== Teks Halaman ==
++++

Brebes // buserindonesia.id // Bupati Brebes, Paramitha Widya Kusuma, secara tegas melarang praktik pungutan di seluruh sekolah SD dan SMP Negeri di Kabupaten Brebes. Larangan ini disampaikan Bupati Mitha dalam rapat bersama seluruh kepala sekolah SD dan SMP Negeri di lingkungan Dinas Pendidikan, Pemuda, dan Olahraga (Dindikpora) Brebes.
Bupati Mitha menegaskan bahwa praktik pungutan yang selama ini terjadi telah memberatkan wali murid. Padahal, dari total Anggaran Pendapatan dan Belanja Daerah (APBD) Kabupaten Brebes sebesar Rp 3,8 triliun, sektor pendidikan telah mendapatkan alokasi dana sebesar Rp 1,4 triliun. Namun, mayoritas anggaran tersebut digunakan untuk gaji tenaga pendidik, sertifikasi guru, dan Biaya Operasional Sekolah (BOS).
“Kami menerima banyak laporan dari masyarakat tentang adanya pungutan di sekolah. Oleh karena itu, hari ini kami tegaskan bahwa tidak boleh lagi ada pungutan terhadap wali murid. Ini perintah langsung yang harus dipatuhi,” tegas Bupati Mitha usai memberikan pengarahan.
Untuk memastikan larangan ini efektif, Bupati Mitha menyatakan bahwa pihaknya akan mengevaluasi ulang alokasi anggaran pendidikan sebesar Rp 1,4 triliun. Dua opsi yang sedang dipertimbangkan adalah menambah anggaran melalui BOS Daerah atau mengoptimalkan penggunaan dana yang sudah ada.
“Anggaran Rp 1,4 triliun ini sudah sangat besar. Mulai hari ini, tidak ada alasan bagi sekolah untuk melakukan pungutan,” tegasnya.

++++

== Instruksi Tugas 1 ==
Terjemahkan kalimat berikut dari berita larangan pungutan sekolah di Brebes ke dalam bahasa Inggris: "Dua opsi yang sedang dipertimbangkan adalah menambah anggaran melalui BOS Daerah atau mengoptimalkan penggunaan dana yang sudah ada."
== Instruksi Tugas 2 ==
Teruskan berita larangan pungutan sekolah di Brebes dengan beberapa kalimat baru setelah kalimat terakhirnya.

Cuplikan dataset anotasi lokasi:
++++

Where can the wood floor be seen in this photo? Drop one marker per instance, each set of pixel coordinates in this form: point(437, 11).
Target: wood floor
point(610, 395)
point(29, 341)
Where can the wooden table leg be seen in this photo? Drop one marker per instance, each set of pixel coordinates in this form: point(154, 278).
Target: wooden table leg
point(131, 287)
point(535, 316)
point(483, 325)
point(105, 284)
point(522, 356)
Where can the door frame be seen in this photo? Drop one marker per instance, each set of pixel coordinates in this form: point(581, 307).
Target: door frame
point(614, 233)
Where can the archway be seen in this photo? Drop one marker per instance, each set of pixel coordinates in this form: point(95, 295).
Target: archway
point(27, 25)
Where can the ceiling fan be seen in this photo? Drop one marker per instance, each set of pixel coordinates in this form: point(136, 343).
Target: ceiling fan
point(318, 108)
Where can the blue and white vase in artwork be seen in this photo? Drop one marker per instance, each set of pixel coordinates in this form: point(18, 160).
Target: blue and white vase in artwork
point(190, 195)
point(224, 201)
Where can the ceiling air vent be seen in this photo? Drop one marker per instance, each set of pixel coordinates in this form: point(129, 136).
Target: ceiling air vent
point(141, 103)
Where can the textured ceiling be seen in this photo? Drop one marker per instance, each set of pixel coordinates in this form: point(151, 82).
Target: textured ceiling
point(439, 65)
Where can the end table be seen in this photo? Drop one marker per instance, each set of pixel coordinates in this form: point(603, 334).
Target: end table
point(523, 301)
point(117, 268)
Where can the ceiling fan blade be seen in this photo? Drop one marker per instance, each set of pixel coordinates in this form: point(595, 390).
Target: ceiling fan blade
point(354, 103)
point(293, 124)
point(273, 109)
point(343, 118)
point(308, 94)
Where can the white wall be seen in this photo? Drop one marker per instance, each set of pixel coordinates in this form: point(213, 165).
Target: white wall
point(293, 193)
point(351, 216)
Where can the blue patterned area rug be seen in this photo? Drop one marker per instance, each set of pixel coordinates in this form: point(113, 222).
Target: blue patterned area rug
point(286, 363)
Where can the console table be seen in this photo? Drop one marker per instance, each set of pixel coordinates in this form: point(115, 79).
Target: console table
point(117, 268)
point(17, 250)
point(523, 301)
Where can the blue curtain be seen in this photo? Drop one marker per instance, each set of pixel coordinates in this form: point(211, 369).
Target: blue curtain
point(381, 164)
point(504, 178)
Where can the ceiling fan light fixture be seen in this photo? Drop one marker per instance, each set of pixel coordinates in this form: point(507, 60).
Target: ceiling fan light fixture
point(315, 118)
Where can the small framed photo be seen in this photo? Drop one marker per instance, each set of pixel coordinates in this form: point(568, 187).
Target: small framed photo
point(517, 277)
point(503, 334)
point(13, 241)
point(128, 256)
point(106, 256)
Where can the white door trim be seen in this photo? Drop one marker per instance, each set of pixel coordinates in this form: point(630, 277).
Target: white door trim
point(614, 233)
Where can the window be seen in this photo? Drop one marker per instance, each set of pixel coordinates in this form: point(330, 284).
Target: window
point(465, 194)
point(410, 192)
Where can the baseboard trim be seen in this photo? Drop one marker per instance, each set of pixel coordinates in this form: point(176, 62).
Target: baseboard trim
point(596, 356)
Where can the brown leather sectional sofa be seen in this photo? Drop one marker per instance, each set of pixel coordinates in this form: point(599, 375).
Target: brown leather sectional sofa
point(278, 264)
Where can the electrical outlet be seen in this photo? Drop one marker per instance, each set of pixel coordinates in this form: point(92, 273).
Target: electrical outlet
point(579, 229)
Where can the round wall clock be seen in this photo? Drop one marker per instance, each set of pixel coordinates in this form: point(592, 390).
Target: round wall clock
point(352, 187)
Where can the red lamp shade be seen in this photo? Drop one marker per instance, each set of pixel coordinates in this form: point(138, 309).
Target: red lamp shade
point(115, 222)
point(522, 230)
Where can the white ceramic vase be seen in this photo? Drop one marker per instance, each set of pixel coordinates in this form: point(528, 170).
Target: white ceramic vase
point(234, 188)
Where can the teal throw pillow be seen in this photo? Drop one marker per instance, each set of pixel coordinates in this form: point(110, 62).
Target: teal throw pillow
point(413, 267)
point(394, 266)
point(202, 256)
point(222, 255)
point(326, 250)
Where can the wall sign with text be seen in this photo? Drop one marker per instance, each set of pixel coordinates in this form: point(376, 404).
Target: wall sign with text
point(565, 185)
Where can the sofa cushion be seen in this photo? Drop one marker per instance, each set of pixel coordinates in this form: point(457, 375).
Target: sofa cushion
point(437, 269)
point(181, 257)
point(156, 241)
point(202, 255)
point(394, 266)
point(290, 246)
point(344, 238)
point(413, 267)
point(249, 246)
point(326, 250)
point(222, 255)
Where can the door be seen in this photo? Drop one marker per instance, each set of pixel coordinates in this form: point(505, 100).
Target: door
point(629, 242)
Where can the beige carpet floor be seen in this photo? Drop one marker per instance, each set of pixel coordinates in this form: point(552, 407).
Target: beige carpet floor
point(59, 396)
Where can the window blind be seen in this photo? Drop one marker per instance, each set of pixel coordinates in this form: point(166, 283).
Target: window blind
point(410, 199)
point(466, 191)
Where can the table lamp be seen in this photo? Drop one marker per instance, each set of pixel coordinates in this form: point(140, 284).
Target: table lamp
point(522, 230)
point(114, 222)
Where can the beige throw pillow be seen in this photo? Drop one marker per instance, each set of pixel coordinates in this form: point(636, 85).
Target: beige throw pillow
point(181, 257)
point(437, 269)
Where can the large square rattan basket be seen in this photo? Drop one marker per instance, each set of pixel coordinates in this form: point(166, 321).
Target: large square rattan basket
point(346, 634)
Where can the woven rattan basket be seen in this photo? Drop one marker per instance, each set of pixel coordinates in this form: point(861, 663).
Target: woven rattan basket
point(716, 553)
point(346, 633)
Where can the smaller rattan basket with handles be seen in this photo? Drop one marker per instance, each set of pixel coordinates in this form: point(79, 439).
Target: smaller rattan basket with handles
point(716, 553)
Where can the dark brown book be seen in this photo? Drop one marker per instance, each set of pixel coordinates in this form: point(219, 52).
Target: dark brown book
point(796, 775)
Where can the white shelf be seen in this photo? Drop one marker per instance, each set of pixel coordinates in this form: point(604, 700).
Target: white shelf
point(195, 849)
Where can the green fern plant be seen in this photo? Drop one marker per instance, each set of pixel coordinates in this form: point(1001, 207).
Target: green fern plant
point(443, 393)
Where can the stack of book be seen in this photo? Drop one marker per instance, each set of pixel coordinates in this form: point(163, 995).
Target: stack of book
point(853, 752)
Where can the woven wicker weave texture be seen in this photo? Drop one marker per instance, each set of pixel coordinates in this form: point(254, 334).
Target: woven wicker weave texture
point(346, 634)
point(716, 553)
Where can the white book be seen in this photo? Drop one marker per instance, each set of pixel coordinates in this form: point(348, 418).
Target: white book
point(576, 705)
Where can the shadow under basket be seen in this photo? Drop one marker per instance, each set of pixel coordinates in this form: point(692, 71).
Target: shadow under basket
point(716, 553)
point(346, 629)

++++

== Jawaban Benar 1 ==
The two options under consideration are increasing the budget through Regional BOS or optimizing the use of existing funds.

== Jawaban Benar 2 ==
Meski pungutan di lingkungan sekolah sudah jelas di larang ,namun kenyataan di lapangan masih banyak terjadi praktek pratek dugaan pungutan liar (Pungli),seperti halnya yang terjadi di SD N Sindangjaya 01 kecamatan Kersana Kabuapaten Brebes .di saat menjelang kelulusan SD N Sindangjaya 01 ,menarik iuran sumbangan untuk rencana pembuatan WC sekolah sebesar 400 ribu persiswa.bagi siswa kelas 6 ,sedang untuk kelas 1 sampai dengan kelas 5,di minta menyumbang semampunya.
Salah seorang wali murid yang enggan di sebut namanya mengatakan keberatan atas ada pungutan wajib kenang kenang sebesar 400 ribu persiswa .yang rencanakan untuk pembuatan wc sekolah,apa lagi yang memiliki anak kembar harus membayar 800 ribu,namun di karenakan anak yang kembar tersebut merupakan anak yatim ,dan menawar ke pihak sekolah akhirnya di kasih keringan hanya membayar 400 ribu.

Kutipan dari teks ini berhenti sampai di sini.